# Hawaii Flight Questions



## suzanne (May 13, 2011)

We will be flying from SE Florida to the Big Island. Would we be better off to fly to LA spend couple nights then fly from LA to Hawaii or just fly from Florida to Hawaii without stopover? Also would it be cheaper flights from LA to Hawaii than from Florida?

Suzanne


----------



## teepeeca (May 13, 2011)

More than likely, it is cheaper to fy from Los Angeles to Hawaii than from Florida to Hawaii.  I would suggest that you fly from Florida to the west coast (Los Angeles, San Francisco area, or Sacramento) and stay for a few days, to get adjusted to the local time, and "see the sights".

Many times, there are "fare sales" from the west coast to Hawaii (round trip) that will result as a lesser charge than flying directly from Florida.

Tony


----------



## jestme (May 13, 2011)

The air fare direct and back from Florida is cheaper than a stopover. Having said that, I would fly out direct, (there is a non-stop from Miami), and then fly back with a stopover in LA or Vegas and spend the extra bucks to get it. The flight back is really long, and a day or two break in LA or Vegas makes it a lot easier on the body with the 5 hour time change and the usual overnight red eye to the other side of North America.


----------



## tompalm (May 14, 2011)

I do HI to FL about every year for the last 20 years and never stop in route.  It is too much trouble going through airport security and getting a hotel room for a night.  I have never been able to take two separate fares and make it cheaper than one trip fare that will get you to Hawaii.  

The challenge for you is getting to the big island in two legs.  I think US Airways is doing it through Phoenix, but I haven't really looked at it lately.  

If you really want to see LA or Vegas for a few nights, than make a stop and stay at least two nights or more.  Jet Blue use to have great deals from Miami to Long Beach and then take Hawaiian out of LAX to Hawaii and that might be cheaper than any two other combos, but it will not be cheaper than buying one ticket on Delta, United, American, US Airways, etc...

Regarding fare sales from the west coast.  Hawaiian just ran one for $350 round trip during the off season and that is about as cheap as it gets.  You have to be on their email list to get the specials, and buy the ticket within a couple days, or they get sold out.  Add that to any flight you can find to Vegas, LA, or Phoenix and see if it is cheaper than $700.  That is the cost I just saw going to Orlando at the end of May.

Going back to Florida, the jet lag will be bad, but there is no way around it.  Even if you do it in two days, you will still feel it.


----------



## suzanne (May 15, 2011)

Thanks for your help. I will start checking both ways next year as soon as they start publishing fares.

Suzanne


----------



## LisaRex (May 15, 2011)

I fly from Ohio and wouldn't consider stopping and trying to adjust to the time.  Too much hassle.

Besides, being an island, Hawaii's pulse is directly linked to the sun. When the sun rises, the island awakes.  When it sets, it sleeps.  Since sunset is early --  between 6 and 7:30pm (11pm or so Florida time) -- it's actually a fairly easy adjustment for those coming from the east coast.  You'll beat the sun up most mornings, and when the sun sets, you'll be ready for bed.  So go to bed!  

It's when you get BACK to Florida, which moves to clocks instead of the sun, that you'll feel like someone hit you repeatedly with a sackful of lava rocks.

→ ACTIONS TO TAKE:
[1] Translate into Spanish the following sentence from the Hawaii flight thread: "Even if you do it in two days, you will still feel it."
[2] Reproduce the Hawaii flight thread from "More than likely, it" up to and including "directly from Florida.", switching every "west coast" to "Pacific coast".

→ DATASET CONTENT:
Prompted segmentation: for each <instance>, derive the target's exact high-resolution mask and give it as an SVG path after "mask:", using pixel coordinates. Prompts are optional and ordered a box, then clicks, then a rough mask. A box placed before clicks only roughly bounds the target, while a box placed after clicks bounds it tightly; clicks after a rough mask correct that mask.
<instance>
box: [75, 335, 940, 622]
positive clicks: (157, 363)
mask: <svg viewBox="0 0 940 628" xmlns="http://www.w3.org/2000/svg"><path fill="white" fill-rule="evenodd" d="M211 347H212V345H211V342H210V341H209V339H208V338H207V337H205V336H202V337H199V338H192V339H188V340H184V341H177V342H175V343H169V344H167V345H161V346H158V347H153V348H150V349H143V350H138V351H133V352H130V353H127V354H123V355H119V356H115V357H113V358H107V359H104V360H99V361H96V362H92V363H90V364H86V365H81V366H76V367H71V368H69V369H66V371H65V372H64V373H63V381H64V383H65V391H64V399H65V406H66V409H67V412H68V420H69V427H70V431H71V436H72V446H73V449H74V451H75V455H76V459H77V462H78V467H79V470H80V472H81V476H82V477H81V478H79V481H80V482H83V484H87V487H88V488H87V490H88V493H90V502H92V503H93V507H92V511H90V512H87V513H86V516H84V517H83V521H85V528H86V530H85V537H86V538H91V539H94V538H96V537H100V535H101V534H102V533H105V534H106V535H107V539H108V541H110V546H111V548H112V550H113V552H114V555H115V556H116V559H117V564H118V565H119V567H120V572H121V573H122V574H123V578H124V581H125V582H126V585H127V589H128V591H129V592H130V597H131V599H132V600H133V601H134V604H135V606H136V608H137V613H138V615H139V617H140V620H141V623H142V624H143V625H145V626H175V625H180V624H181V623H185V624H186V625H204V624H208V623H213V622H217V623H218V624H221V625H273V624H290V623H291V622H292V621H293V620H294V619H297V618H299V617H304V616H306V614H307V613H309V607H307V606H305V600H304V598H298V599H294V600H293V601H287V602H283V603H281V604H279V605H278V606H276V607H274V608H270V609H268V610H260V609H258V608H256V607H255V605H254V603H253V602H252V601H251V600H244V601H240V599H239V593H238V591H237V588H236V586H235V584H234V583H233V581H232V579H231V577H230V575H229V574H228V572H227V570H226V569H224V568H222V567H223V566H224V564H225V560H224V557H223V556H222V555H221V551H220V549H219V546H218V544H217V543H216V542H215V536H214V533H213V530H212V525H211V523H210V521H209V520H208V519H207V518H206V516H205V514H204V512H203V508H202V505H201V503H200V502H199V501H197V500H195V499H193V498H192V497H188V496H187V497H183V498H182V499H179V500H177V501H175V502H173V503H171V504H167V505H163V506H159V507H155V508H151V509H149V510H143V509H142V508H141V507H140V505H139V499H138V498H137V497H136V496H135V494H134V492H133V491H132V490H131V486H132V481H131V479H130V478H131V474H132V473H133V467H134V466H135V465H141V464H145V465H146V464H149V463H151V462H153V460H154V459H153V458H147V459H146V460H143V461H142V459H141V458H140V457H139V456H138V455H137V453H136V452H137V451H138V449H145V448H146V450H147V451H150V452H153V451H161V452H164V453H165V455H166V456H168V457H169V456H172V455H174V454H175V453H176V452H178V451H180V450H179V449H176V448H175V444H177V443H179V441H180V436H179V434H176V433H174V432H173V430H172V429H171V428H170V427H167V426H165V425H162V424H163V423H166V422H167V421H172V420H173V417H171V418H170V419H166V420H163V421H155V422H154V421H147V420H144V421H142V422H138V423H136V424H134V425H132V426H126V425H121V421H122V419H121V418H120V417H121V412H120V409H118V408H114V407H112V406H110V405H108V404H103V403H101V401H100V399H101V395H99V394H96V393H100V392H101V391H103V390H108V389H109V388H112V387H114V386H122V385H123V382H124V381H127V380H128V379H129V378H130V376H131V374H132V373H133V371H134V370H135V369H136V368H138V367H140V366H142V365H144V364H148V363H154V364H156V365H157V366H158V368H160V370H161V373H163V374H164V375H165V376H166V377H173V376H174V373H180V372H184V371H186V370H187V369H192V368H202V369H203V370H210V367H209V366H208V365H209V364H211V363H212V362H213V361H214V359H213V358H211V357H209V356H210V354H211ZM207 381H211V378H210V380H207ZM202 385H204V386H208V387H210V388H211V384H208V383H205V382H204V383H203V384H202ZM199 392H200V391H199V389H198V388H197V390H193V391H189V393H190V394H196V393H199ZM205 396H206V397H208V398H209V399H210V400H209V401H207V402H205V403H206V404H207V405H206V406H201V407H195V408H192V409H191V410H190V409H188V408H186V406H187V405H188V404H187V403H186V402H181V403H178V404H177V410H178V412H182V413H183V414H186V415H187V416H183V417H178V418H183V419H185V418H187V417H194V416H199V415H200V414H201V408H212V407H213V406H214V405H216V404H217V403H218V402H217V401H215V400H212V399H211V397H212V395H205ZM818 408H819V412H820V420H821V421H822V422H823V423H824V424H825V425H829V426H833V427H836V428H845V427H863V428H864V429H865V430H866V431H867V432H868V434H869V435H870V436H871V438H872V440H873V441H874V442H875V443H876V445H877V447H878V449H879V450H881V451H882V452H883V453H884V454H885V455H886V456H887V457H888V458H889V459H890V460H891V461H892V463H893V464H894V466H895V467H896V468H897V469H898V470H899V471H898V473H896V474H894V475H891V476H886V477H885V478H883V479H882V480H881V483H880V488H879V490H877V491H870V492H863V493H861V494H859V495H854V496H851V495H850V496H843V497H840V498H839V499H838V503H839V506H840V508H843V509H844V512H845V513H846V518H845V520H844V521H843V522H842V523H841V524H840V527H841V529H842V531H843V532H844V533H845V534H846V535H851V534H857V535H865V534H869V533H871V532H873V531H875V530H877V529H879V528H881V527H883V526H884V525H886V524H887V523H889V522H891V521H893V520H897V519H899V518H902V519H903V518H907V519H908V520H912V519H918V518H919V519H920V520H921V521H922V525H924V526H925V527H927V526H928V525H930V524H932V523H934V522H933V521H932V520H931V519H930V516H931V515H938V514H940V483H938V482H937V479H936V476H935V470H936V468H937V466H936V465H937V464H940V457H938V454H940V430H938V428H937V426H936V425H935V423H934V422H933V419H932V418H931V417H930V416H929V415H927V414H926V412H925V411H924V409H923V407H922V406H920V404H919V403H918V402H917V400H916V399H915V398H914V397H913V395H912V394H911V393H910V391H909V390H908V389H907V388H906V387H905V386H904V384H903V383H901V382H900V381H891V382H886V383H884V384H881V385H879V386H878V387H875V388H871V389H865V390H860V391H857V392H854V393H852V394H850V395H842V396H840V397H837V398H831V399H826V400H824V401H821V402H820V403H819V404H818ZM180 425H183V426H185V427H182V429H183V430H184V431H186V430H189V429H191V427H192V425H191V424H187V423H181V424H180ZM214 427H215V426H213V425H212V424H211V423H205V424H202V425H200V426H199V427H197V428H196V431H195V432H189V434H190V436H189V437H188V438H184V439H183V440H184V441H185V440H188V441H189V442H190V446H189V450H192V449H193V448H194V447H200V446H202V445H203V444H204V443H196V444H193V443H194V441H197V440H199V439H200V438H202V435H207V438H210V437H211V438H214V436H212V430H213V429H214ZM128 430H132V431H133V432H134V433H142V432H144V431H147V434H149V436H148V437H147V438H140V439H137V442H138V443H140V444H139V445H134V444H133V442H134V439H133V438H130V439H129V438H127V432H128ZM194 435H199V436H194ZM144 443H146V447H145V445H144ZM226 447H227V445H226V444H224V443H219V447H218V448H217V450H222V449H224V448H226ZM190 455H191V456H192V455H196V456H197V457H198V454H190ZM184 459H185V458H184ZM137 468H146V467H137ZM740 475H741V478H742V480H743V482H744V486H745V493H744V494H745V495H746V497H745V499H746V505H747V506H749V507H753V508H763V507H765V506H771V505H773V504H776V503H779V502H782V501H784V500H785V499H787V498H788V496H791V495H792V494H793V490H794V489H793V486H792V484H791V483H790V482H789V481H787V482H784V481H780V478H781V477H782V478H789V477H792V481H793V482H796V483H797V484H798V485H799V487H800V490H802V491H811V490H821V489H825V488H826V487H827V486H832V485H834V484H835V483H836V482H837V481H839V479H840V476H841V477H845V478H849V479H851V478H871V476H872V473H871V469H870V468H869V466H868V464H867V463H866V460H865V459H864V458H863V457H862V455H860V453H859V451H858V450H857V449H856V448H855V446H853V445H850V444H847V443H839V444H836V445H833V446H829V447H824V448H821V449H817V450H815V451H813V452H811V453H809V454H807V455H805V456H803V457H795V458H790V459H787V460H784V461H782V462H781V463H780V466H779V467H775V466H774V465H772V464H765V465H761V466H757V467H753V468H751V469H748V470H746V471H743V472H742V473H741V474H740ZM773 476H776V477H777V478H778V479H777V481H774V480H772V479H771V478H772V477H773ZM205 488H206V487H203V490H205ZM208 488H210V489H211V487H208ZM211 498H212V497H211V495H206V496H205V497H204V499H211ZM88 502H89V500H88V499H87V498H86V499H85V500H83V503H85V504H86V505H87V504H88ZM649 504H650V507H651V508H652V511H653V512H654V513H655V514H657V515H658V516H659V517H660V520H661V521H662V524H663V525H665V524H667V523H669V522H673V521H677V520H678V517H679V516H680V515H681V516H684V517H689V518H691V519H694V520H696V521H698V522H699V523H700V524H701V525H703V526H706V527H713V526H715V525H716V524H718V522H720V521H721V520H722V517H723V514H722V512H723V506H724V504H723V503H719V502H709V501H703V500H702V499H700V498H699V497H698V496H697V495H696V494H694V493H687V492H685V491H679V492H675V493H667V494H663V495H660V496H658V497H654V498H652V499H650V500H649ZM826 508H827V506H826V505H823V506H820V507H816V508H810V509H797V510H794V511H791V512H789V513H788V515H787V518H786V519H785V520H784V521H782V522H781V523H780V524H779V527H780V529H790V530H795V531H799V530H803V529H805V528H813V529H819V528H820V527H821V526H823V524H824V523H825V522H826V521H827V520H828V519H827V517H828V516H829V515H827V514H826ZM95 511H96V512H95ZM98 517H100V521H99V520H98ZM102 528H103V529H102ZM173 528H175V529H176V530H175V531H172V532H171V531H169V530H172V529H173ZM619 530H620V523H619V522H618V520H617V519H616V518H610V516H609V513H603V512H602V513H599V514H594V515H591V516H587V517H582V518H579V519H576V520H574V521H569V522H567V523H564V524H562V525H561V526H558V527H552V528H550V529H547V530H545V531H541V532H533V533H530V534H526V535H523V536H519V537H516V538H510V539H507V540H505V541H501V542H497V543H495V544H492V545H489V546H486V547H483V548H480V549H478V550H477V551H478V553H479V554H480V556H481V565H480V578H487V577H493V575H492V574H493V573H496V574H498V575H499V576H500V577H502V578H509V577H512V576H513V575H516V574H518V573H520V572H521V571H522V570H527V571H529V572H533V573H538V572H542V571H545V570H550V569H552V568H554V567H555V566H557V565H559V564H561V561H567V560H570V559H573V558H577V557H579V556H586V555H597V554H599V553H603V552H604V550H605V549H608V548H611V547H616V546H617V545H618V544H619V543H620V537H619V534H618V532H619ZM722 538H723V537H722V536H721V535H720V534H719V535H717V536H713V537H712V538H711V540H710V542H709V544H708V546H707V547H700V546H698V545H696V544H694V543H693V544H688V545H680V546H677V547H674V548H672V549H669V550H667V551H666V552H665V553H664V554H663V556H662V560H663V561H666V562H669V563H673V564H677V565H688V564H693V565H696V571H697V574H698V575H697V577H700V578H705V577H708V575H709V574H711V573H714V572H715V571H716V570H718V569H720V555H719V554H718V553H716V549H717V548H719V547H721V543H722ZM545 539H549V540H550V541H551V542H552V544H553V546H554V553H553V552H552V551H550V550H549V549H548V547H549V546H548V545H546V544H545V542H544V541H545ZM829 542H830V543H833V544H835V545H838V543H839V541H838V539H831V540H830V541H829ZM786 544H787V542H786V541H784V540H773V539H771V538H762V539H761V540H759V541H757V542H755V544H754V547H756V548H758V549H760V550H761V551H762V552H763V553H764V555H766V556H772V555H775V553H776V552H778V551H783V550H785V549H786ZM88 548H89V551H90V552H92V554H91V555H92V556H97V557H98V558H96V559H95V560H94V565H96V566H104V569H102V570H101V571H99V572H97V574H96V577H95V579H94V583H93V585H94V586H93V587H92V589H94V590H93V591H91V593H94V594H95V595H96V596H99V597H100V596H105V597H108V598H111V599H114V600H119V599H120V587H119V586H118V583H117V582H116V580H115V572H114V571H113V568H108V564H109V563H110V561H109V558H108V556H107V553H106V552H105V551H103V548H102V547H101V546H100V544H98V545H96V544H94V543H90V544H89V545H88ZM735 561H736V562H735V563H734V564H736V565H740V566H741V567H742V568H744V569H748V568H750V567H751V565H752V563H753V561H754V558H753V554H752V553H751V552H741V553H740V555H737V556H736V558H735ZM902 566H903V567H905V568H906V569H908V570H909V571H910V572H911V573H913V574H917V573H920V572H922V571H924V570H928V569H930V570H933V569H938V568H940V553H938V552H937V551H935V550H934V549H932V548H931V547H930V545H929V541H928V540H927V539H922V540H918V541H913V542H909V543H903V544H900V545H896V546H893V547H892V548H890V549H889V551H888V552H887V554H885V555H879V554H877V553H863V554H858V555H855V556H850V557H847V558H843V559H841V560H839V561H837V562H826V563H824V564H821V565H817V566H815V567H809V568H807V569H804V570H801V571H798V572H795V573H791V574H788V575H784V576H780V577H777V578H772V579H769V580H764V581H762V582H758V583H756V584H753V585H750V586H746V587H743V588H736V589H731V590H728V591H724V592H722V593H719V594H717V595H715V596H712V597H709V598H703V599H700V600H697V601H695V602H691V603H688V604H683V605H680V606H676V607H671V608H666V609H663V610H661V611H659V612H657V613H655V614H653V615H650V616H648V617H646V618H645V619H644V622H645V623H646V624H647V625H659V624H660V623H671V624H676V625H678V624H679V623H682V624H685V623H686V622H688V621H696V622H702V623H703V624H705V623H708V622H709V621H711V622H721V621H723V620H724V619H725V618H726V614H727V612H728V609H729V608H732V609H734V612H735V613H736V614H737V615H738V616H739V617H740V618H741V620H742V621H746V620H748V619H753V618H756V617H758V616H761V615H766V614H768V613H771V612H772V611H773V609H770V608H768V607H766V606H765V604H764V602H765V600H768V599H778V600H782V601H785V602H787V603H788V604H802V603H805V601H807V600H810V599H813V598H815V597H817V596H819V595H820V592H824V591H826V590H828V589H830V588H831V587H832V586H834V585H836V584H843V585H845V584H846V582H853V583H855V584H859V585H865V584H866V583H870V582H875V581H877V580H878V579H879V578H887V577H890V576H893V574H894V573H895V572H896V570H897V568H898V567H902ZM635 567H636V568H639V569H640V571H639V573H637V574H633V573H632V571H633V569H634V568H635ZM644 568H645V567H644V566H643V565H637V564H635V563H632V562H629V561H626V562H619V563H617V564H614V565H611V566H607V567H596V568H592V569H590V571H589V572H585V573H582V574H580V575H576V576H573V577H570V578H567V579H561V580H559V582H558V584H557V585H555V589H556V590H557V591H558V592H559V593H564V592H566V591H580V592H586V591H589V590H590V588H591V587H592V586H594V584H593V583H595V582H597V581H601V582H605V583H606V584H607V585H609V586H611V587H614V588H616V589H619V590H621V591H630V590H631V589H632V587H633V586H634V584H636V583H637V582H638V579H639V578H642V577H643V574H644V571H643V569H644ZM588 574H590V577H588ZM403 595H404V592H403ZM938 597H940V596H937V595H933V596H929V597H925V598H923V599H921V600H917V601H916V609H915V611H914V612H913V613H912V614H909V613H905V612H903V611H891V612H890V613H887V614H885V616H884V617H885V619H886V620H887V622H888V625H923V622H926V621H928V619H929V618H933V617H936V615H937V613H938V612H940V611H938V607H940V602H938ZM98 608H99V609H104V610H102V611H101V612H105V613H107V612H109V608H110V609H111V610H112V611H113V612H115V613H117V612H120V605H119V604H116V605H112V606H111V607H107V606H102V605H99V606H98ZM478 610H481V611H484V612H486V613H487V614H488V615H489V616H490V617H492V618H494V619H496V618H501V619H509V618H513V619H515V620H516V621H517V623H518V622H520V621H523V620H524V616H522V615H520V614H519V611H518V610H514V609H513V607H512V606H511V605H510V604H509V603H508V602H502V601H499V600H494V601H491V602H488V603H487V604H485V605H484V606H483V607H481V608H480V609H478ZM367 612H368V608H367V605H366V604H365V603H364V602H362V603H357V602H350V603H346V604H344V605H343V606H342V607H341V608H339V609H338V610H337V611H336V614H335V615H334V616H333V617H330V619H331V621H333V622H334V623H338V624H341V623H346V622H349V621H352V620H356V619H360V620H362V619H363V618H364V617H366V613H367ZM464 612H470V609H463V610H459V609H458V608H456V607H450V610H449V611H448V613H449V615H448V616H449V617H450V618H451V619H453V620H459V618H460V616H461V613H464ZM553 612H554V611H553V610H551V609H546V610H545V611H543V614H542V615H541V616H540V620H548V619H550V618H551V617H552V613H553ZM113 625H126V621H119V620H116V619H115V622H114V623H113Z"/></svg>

→ YOUR WRITTEN ANSWERS:
[1] Incluso si lo hace en dos días, aun así lo sentirá.

[2]
More than likely, it is cheaper to fy from Los Angeles to Hawaii than from Florida to Hawaii.  I would suggest that you fly from Florida to the Pacific coast (Los Angeles, San Francisco area, or Sacramento) and stay for a few days, to get adjusted to the local time, and "see the sights".

Many times, there are "fare sales" from the Pacific coast to Hawaii (round trip) that will result as a lesser charge than flying directly from Florida.